— start Document excerpt —

It is easy to feel like it is the end of the world. But there is some consolation in the fact that this is not a new sentiment.
It is easy to feel like it is the end of the world. But there is some consolation in the fact that this is not a new sentiment. When the convent at Oby is consumed by black plague in Sylvia Townsend Warner’s The Corner That Held Them, the infirmaress Dame Susanna observes this and thinks “everyone would die, for it was the end of the world.”
It is not the end of the world, though. The novel continues for another 350 pages. In the midst of the plague, a drunk arrives at the door and poses as a priest to gain entry, despite the risk of sickness. The nuns allow him to stay, despite his lack of credentials, because they have no priest to confess to before they die. Ralph – now, Sir Ralph because of his sudden vocation – remains the priest at the convent for the rest of his life.
This story gives the appearance of plot to a book that does not rightly have one. In an introduction, Claire Harman quotes a letter in which Warner explains, “I am still inclined to call it People Growing Old. It has no conversations and no pictures, it has no plot, and the characters are innumerable and insignificant.” Sir Ralph’s story is just one of many. The political struggles within the convent – how one prioress or treasurer comes to hold that position – are another. The spiritual struggle of the nuns – to remain outside of the world while still physically in it – yet another. The book is very much about this “gaggle of silly women,” as the community describes them when the convent is first organized, but Warner’s chief interest is the community and not the individuals that make it up.
The Corner That Held Them is a story of finance, too. And perhaps preeminently it is a story of the running and maintaining of an unimportant convent in 14th century England – an “out-of-the-way place” where the first prioress says “anything or nothing” might happen. The introduction gives another insight: Warner wrote it following “Marxian principles, because I was convinced that if you were going to give an accurate picture of the monastic life, you’d have to put in all their finances; how they made their money, how they dodged about from one thing to another and how very precarious it all was.”
This spirit imbues the whole novel. Warner, an anti-fascist and active member of the Communist Party in England, viewed history – and the novel – as a story not of Great Men, but of small lives accumulating, and most of these lives, women’s. Writing the novel throughout World War II (it was first released in 1948), it must have been difficult to maintain this line. Warner’s commitment to the primacy of the community over the individual in the novel is to her credit. The convent at Oby, filled with women whose lives were seemingly less significant than even their worldly counterparts, is depicted vividly, humorously and even tenderly.

— end Document excerpt —
— start Dataset excerpts —

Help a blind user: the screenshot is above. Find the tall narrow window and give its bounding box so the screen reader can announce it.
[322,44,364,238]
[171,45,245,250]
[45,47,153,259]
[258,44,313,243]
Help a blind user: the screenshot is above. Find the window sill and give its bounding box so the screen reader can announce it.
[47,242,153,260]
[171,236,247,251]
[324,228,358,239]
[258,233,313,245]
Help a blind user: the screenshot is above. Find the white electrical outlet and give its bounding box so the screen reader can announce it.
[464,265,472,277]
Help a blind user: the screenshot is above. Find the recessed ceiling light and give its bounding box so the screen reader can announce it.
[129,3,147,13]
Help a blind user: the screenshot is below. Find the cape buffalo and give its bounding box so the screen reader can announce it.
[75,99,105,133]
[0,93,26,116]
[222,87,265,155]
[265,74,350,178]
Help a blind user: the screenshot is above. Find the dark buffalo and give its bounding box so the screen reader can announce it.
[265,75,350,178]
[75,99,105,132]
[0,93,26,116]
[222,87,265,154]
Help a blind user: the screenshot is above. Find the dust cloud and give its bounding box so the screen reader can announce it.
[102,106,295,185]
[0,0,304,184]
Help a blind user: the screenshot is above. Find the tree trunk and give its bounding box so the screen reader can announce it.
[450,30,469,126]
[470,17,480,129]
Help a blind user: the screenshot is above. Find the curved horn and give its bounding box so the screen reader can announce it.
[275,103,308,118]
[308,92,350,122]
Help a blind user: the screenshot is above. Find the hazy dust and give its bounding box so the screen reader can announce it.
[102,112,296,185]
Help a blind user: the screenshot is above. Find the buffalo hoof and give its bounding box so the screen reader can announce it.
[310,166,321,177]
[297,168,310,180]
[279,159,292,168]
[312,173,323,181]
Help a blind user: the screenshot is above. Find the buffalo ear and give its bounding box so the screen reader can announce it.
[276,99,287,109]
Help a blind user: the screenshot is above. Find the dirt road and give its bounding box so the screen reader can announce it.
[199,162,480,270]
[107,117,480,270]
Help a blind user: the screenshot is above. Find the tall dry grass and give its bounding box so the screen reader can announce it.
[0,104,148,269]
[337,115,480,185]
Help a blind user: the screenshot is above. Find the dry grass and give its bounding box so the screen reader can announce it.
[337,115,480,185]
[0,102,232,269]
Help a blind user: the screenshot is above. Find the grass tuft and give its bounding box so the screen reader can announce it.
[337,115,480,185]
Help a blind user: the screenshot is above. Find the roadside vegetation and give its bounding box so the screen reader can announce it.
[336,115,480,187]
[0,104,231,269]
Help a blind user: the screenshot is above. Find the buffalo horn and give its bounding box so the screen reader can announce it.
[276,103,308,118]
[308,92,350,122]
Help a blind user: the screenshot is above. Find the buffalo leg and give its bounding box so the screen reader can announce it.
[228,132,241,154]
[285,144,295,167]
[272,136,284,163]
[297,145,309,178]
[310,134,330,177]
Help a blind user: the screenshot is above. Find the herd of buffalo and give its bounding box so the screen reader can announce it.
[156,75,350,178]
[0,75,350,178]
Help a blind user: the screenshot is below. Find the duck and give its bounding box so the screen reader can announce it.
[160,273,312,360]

— end Dataset excerpts —

Continue the piece on Sylvia Townsend Warner's The Corner That Held Them from its last sentence.

Warner’s rich prose is the ideal window through which to view these lives and to give them life on the page. Of one nun she writes: “A sensation of unmitigable loneliness crushed her spirit. She lived with these women and she would end her days among them; yet she understood them no better than they understood her. There can hardly be intimacy in the cloister: before intimacy can be engendered there must be freedom, the option to approach or move away.” This sense of personal and spiritual exhaustion pervades the novel. A prioress reflects on her religious life (within which she has achieved a high position) by stating that “in the end I shall burn out and another candle will be fixed in my stead.” The limits of history are the limits of these women’s lives.
The physical is attended to as well. One of the great accomplishments of The Corner That Held Them is that in its quest to render the life of a whole community, not lifting one character above another, it replaces individualistic plotting with moments of descriptive clarity, doing justice to these women’s lives by merely telling the truth. “The sunlight fell on the page and lit her scarred face,” Warner writes, bringing the reader in intimate contact with one of the nuns, “and the few light eyelashes stuck in her swollen eyelids. Her hand, moving in the sunlight, displayed all its defects, the toad-skin, the misshapen nails, the look of being ingrained with dirt which overlies unwholesome blood.”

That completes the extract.